## [EXERCISE DETAILS]
Quote the entries below word for word, beginning at the line that has "like x=87 y=227." and stopping after the line that has "x=259 y=277".

## [MATERIALS PROVIDED]
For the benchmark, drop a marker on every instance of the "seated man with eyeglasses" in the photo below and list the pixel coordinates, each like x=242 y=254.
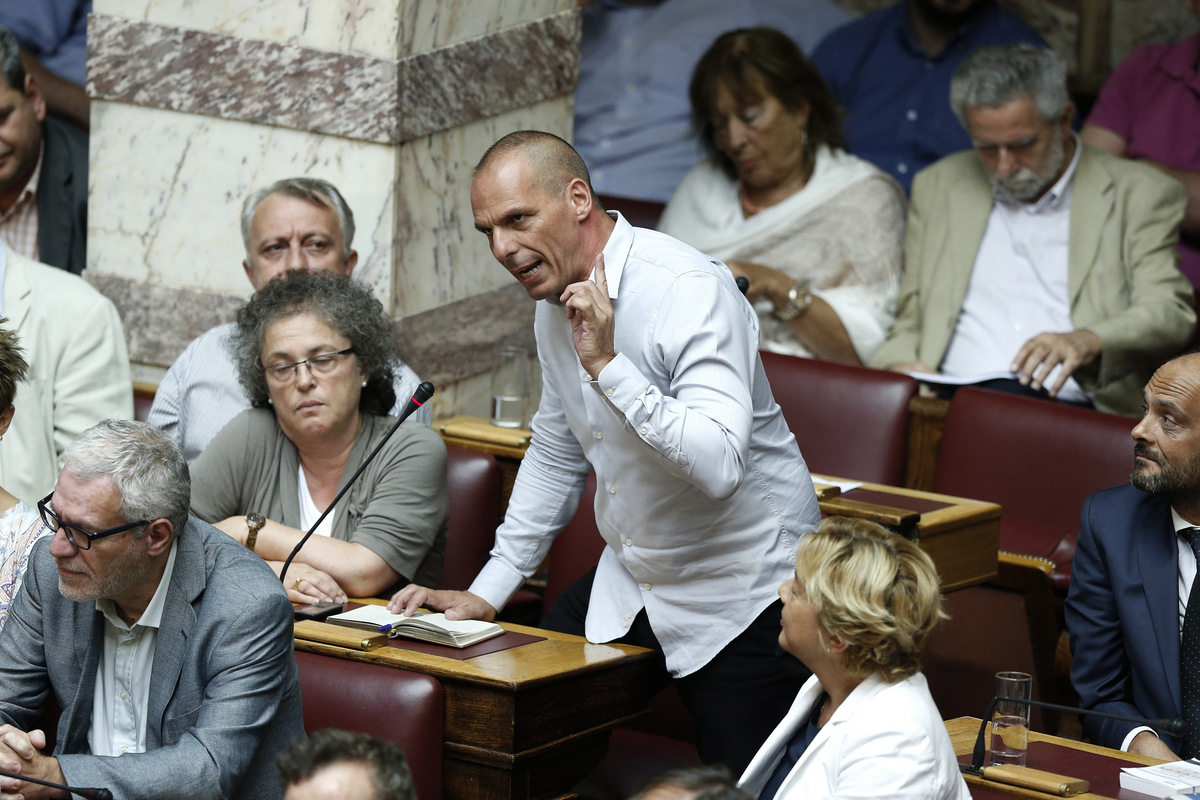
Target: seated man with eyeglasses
x=315 y=354
x=167 y=645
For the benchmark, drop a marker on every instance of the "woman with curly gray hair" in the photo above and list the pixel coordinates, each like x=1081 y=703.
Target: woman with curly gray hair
x=864 y=726
x=315 y=354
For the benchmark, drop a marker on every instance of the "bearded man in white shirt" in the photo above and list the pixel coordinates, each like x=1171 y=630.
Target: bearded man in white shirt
x=652 y=377
x=1036 y=256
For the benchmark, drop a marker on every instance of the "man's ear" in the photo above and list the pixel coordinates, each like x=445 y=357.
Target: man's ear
x=580 y=197
x=159 y=535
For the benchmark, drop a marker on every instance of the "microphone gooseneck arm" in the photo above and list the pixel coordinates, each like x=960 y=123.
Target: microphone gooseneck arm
x=423 y=394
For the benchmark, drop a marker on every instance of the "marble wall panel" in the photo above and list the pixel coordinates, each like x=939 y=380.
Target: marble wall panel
x=442 y=257
x=360 y=26
x=167 y=191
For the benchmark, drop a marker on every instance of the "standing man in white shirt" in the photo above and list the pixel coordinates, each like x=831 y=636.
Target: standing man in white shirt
x=1035 y=254
x=652 y=377
x=295 y=223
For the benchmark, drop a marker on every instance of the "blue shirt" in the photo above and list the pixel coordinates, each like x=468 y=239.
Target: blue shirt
x=897 y=98
x=633 y=119
x=53 y=30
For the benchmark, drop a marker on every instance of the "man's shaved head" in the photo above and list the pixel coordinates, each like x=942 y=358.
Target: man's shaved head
x=553 y=160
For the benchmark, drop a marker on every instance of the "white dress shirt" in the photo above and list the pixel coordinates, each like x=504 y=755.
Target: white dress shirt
x=702 y=489
x=1187 y=575
x=123 y=677
x=1019 y=286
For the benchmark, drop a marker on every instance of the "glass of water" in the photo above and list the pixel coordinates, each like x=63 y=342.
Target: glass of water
x=1011 y=721
x=510 y=388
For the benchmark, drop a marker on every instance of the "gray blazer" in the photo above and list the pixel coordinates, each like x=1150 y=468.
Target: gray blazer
x=225 y=693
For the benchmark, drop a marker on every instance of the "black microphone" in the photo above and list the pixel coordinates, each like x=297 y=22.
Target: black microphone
x=1173 y=727
x=423 y=394
x=94 y=794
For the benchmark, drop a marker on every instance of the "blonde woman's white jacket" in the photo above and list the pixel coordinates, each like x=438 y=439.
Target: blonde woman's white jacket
x=887 y=740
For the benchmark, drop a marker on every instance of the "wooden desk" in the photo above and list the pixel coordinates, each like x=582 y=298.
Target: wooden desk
x=528 y=722
x=961 y=536
x=1101 y=768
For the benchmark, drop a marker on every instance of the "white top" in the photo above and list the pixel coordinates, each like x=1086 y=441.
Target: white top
x=1019 y=286
x=123 y=677
x=702 y=491
x=886 y=740
x=841 y=235
x=201 y=392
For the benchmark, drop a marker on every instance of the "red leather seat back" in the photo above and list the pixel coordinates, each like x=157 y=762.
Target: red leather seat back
x=473 y=481
x=1039 y=461
x=397 y=705
x=849 y=421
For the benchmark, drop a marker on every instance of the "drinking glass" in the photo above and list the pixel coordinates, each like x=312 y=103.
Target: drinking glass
x=1009 y=739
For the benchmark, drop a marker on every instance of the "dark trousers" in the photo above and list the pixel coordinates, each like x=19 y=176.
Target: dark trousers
x=738 y=697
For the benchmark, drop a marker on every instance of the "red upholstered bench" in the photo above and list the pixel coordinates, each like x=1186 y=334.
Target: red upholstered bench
x=401 y=707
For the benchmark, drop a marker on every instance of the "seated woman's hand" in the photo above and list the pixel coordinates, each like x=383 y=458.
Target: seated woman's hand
x=765 y=281
x=307 y=585
x=456 y=605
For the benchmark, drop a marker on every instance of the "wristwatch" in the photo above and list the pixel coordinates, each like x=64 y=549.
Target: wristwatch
x=798 y=301
x=255 y=522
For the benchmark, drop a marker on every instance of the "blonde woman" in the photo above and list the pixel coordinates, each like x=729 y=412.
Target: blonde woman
x=857 y=613
x=19 y=524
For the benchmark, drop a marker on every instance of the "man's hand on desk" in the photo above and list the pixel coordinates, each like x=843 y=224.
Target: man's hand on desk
x=456 y=605
x=1147 y=744
x=19 y=753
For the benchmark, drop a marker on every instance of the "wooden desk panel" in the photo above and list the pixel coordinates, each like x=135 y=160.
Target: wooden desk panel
x=963 y=537
x=527 y=722
x=963 y=735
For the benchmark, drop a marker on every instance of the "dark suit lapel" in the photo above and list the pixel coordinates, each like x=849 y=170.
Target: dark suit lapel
x=1158 y=569
x=54 y=198
x=175 y=629
x=1091 y=205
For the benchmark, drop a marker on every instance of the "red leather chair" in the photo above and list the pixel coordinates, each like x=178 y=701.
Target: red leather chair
x=473 y=480
x=1039 y=461
x=849 y=421
x=401 y=707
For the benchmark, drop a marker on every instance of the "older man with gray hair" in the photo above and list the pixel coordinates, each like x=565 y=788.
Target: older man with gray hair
x=1035 y=264
x=295 y=223
x=167 y=644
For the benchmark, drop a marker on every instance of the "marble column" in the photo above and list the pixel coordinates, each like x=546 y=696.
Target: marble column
x=198 y=102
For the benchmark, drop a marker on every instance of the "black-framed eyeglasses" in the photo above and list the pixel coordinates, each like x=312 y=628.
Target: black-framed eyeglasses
x=76 y=535
x=318 y=365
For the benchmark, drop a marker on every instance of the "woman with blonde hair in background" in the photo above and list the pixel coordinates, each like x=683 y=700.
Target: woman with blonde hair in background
x=864 y=726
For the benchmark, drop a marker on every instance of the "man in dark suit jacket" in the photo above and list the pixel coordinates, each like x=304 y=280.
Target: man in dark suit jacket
x=30 y=143
x=1133 y=571
x=167 y=644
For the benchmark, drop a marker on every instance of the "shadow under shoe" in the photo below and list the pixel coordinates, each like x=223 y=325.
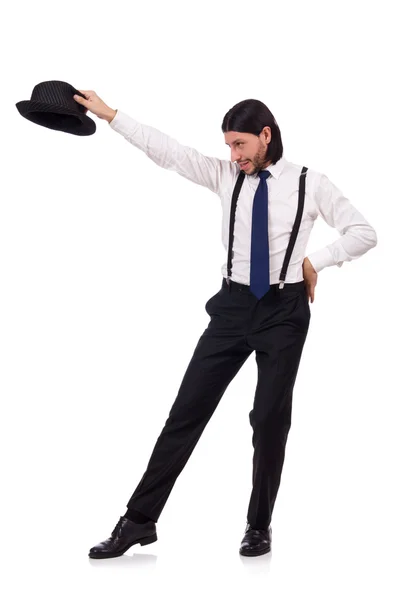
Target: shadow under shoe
x=124 y=535
x=256 y=541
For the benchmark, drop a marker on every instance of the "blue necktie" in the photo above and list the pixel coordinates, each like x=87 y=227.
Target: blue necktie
x=259 y=277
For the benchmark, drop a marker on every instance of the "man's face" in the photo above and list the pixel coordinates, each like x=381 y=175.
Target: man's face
x=249 y=150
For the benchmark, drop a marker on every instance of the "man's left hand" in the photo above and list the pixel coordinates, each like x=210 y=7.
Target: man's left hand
x=310 y=277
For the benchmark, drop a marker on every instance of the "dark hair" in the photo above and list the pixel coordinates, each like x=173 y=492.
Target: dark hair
x=251 y=116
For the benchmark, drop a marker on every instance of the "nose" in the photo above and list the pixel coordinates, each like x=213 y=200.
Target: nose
x=235 y=156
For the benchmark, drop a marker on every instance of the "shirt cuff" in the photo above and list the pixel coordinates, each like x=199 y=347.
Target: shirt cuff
x=322 y=258
x=123 y=123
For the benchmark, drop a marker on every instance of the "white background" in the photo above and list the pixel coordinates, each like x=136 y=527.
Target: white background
x=107 y=261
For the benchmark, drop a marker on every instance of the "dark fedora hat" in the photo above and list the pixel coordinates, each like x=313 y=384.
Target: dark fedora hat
x=52 y=105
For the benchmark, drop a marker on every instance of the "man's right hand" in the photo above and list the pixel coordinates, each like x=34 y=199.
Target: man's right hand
x=93 y=103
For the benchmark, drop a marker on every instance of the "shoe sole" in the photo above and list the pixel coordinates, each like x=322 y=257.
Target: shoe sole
x=254 y=552
x=142 y=542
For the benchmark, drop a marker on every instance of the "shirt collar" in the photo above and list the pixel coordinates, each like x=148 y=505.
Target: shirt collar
x=275 y=169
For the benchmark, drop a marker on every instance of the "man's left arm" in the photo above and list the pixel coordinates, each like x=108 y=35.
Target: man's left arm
x=357 y=235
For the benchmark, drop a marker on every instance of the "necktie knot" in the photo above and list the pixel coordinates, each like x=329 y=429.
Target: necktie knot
x=264 y=175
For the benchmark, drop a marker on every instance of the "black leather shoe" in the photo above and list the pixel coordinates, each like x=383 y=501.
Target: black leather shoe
x=124 y=535
x=256 y=541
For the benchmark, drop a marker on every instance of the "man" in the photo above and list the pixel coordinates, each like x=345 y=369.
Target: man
x=269 y=208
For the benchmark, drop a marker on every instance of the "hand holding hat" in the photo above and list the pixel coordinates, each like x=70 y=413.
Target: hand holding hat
x=58 y=105
x=93 y=103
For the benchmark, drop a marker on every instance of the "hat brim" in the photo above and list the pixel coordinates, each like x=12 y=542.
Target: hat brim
x=56 y=117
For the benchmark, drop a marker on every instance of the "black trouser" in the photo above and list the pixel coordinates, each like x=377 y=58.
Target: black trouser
x=275 y=327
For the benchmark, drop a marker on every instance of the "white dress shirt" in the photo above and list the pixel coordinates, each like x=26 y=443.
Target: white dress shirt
x=322 y=198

## [FINISHED TASK]
For the benchmark, drop a marker on every instance of the "blue necktie" in the photo above and list the pixel coordinates, each like x=87 y=227.
Target: blue necktie
x=259 y=277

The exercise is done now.